- [WHAT IS ASKED]
- 1) Answer these questions using the letter about the Pathways Program, before the items:
(a) On what date did the writer attend the Principal's breakfast?
(b) Which newspaper took the photograph of Carsen playing golf?
(c) What grade did Carsen receive in Psychology?
- 2) Retype the passage of the letter about the Pathways Program, placed before the items, from "On March 5, 2015, at" up to and including "a public education.".

As a mother of a former Pathways student (and a forever) personalized learner I write this letter to clear up some apparent misconceptions of what our personalized learning experience was and what it was not.
On March 5, 2015, at the insistence of my son, Carsen Sanchez, I attended the Principal’s breakfast at Mount Abraham Union High School so I could read a letter he had written to the administration when he learned about the proposed cuts to the Pathways Program.
During the meeting, I shared with those attending a photograph of my son taken by the Burlington Free Press last April doing what inspires him the most: playing golf. I shared the photo because I wanted those in attendance to see the face of a personalized learner. Carsen used golf as a medium by which to incorporate the fundamental elements of a public education.
His journey and exploration of his passion area, which happens to be golf, led him to pursue, and ultimately attend, a prestigious golf academy and prep school in South Carolina where he has received the following grades: 100 percent in British Literature, 96 percent in Psychology and a 93 percent in Environmental Science.
This semester finds him in Economics, Algebra 2, and Art History. His grades currently are all in the high 80s. He is a junior in high school, and he is flourishing in large part due to his Pathways experience.
The Mount Abraham Pathways Program created an environment that fostered Carsen’s commitment to and passion for golf. Pathways helped him develop a love of learning that will remain with him for the rest of his life.

- [PROVIDED INFORMATION]

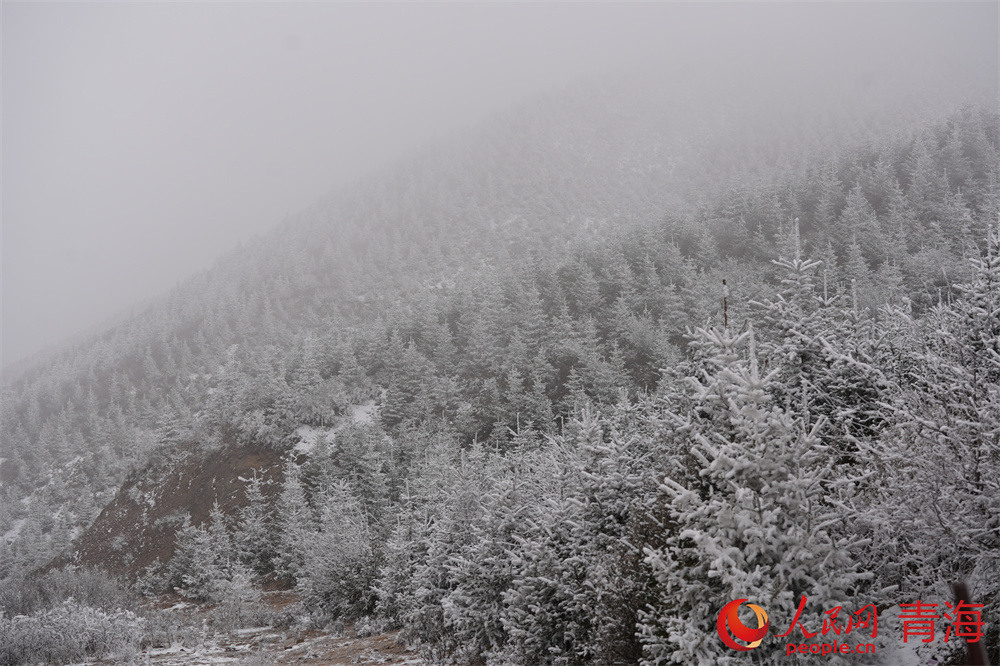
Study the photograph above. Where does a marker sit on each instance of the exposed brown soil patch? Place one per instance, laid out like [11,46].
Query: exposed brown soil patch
[139,525]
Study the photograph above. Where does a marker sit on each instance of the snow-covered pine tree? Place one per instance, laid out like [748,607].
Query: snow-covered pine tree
[750,517]
[255,540]
[937,518]
[340,560]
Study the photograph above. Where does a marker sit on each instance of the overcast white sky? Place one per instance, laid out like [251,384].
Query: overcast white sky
[140,141]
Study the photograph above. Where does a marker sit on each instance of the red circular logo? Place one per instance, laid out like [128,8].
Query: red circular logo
[729,621]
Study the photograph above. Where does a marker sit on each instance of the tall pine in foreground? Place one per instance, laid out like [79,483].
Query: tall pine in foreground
[751,512]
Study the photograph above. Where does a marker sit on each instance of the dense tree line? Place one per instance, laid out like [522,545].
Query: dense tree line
[560,423]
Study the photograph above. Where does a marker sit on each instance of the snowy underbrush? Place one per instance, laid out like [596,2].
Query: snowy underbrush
[69,632]
[66,615]
[89,587]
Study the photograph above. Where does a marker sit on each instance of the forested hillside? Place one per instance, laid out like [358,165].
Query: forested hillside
[557,392]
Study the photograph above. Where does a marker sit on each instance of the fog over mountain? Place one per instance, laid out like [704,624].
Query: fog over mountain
[141,141]
[493,334]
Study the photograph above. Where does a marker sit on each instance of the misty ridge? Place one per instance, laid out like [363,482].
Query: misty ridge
[558,386]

- [WORKED ANSWERS]
- 1)
(a) March 5, 2015
(b) The Burlington Free Press
(c) 96 percent

- 2)
On March 5, 2015, at the insistence of my son, Carsen Sanchez, I attended the Principal’s breakfast at Mount Abraham Union High School so I could read a letter he had written to the administration when he learned about the proposed cuts to the Pathways Program.
During the meeting, I shared with those attending a photograph of my son taken by the Burlington Free Press last April doing what inspires him the most: playing golf. I shared the photo because I wanted those in attendance to see the face of a personalized learner. Carsen used golf as a medium by which to incorporate the fundamental elements of a public education.